Exercise materials:

•••

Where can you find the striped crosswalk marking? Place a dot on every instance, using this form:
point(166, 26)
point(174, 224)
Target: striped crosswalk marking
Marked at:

•••

What is being asked: Update the listing above by changing "striped crosswalk marking" to "zebra crossing" everywhere it occurs, and leave all other text as it is.

Answer to this problem:
Where can you find the zebra crossing? Place a dot on every instance, using this form:
point(166, 26)
point(174, 224)
Target: zebra crossing
Marked at:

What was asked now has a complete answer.